(Records contained in a dataset)
+++

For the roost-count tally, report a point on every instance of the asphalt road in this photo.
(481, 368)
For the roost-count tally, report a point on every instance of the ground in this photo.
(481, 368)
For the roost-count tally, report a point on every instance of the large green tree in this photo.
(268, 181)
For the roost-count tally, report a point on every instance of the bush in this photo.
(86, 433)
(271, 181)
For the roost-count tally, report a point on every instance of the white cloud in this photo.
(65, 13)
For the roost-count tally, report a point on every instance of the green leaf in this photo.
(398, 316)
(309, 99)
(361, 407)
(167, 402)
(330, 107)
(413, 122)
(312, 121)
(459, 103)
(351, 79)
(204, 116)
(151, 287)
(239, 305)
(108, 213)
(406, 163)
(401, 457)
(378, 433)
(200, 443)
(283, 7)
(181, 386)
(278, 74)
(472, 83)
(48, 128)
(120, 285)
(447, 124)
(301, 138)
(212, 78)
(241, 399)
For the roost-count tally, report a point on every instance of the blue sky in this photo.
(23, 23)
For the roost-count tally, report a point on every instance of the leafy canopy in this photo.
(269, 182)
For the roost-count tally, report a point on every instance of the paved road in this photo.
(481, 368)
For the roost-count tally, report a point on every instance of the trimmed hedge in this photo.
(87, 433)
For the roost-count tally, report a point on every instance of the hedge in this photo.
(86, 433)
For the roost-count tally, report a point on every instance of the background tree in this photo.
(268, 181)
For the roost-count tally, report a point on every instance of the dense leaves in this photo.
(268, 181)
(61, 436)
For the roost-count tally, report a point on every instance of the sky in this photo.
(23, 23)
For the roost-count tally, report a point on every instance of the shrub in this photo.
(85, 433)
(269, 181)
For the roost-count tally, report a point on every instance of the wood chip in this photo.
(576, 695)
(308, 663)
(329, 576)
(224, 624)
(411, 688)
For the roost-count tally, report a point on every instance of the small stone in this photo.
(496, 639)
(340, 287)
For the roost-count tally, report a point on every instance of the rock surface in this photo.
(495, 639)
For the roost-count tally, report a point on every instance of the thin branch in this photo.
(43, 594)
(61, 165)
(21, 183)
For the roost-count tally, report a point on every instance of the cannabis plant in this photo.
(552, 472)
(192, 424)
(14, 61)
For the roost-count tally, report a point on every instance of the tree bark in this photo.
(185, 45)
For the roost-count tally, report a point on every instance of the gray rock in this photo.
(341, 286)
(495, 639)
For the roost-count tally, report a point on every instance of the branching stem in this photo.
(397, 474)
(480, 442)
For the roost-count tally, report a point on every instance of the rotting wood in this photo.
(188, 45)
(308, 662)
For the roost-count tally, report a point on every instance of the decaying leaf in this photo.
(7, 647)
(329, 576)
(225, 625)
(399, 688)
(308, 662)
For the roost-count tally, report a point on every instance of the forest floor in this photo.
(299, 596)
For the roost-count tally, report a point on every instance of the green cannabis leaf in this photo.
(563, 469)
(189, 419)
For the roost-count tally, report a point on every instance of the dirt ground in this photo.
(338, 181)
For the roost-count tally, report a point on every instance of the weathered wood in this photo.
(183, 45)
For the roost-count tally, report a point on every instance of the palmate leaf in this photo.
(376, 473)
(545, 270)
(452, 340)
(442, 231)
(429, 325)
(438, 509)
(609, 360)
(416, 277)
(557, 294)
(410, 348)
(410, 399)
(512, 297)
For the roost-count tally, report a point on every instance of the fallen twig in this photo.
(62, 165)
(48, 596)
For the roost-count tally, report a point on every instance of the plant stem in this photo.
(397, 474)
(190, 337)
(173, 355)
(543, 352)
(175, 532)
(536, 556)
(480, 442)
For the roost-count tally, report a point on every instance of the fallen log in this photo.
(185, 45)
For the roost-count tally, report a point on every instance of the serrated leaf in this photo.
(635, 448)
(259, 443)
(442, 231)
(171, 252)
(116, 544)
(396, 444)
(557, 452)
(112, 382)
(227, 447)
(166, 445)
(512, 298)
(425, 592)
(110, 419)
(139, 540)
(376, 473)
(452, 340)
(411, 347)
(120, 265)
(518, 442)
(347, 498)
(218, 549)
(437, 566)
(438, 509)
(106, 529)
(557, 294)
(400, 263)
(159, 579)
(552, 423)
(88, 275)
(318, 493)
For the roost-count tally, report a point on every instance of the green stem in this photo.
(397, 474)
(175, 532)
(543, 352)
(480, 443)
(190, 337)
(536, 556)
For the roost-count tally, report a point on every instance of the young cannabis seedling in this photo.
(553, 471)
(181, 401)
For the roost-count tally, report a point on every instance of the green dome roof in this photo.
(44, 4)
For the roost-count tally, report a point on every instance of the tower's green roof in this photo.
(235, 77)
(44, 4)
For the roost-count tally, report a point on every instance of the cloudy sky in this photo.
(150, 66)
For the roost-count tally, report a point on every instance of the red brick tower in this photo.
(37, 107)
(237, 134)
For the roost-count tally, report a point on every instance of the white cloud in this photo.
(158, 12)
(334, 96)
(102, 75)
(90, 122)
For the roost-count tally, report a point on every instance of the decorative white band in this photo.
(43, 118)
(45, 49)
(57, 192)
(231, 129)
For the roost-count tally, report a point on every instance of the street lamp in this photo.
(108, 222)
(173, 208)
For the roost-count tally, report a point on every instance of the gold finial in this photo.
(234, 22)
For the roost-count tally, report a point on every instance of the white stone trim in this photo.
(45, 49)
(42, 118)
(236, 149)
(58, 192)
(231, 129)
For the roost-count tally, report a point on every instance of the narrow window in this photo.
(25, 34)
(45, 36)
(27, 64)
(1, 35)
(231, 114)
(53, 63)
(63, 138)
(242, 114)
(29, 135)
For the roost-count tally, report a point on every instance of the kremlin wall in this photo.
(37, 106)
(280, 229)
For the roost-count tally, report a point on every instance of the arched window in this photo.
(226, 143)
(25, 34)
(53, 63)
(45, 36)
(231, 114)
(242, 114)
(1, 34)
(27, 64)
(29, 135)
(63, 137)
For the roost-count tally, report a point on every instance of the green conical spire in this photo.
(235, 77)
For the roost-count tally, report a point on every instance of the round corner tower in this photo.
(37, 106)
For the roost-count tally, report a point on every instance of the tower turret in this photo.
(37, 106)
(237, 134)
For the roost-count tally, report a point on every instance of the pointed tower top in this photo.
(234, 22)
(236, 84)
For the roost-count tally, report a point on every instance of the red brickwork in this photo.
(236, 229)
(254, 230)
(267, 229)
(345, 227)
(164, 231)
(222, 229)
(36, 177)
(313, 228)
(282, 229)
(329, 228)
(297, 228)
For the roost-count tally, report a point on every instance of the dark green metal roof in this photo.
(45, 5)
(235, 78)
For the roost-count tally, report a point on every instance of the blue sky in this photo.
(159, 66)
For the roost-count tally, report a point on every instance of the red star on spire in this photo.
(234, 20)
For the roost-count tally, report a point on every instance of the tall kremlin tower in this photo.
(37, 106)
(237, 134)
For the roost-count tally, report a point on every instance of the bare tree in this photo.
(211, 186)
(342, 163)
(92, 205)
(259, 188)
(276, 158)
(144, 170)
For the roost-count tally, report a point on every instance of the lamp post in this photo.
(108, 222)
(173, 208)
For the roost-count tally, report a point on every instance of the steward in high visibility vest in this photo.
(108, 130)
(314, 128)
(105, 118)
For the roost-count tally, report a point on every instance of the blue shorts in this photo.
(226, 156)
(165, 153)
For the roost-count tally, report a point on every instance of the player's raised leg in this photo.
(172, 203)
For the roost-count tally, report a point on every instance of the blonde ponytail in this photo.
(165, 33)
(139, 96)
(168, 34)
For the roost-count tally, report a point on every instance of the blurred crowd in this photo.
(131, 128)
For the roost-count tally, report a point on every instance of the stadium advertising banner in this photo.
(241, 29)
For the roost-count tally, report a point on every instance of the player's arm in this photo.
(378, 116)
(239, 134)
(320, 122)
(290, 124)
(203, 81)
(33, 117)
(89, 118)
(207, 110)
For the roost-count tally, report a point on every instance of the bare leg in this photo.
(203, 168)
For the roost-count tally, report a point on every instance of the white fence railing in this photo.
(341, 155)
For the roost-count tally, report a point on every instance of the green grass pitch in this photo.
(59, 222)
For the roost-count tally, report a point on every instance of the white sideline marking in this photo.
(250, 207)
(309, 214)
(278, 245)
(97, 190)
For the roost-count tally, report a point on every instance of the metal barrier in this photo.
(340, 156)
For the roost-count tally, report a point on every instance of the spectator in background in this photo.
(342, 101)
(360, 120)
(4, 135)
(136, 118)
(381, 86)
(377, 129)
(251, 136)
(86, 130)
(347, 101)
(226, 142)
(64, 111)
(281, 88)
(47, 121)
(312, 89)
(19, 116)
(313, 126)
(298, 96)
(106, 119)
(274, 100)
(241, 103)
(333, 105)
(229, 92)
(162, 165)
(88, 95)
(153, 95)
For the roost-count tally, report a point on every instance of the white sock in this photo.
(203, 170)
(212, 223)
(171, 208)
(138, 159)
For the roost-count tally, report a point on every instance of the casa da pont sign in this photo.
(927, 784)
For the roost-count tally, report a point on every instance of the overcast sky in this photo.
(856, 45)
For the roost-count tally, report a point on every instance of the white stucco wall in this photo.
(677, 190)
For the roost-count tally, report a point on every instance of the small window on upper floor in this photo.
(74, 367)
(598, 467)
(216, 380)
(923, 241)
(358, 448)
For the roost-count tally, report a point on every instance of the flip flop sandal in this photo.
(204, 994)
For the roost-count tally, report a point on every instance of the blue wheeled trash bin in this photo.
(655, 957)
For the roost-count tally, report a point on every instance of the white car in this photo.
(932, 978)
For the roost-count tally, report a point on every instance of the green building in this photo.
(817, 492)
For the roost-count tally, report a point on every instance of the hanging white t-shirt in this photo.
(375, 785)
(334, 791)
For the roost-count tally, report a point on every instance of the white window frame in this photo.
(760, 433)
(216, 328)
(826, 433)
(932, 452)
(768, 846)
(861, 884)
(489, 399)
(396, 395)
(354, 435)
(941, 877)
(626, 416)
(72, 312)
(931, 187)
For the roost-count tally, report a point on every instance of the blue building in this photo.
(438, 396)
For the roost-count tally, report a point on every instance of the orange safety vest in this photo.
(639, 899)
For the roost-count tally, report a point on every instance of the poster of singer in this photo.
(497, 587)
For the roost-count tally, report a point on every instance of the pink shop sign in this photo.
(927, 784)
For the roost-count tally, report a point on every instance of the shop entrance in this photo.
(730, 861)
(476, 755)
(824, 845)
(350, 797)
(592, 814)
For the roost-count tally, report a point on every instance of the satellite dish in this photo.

+++

_WHAT IS EXPECTED_
Reproduce the records above exactly, starting with the line that contains "t-shirt in this photo." and ending with the last line.

_WRITTEN REPLY_
For the roost-count tally, report a point on every instance of the hanging white t-shirt in this photo.
(375, 785)
(334, 791)
For the roost-count tally, report a point on every instance of the white window frame in this photo.
(760, 433)
(216, 328)
(826, 433)
(932, 452)
(768, 846)
(861, 884)
(489, 399)
(396, 395)
(354, 435)
(941, 877)
(626, 416)
(72, 312)
(931, 187)
For the roost-count tally, report a point on every instance of the blue building in this photo.
(438, 396)
For the roost-count tally, report a point on every instance of the orange safety vest in this photo.
(639, 899)
For the roost-count tally, report a point on every instance of the poster of singer in this photo.
(497, 587)
For the roost-count tally, report a point on every instance of the pink shop sign in this photo.
(927, 784)
For the roost-count tally, report a point on every instance of the shop entrance in this photo.
(730, 861)
(476, 755)
(824, 845)
(350, 797)
(592, 814)
For the roost-count tally, report a point on every instance of the satellite dish in this photo.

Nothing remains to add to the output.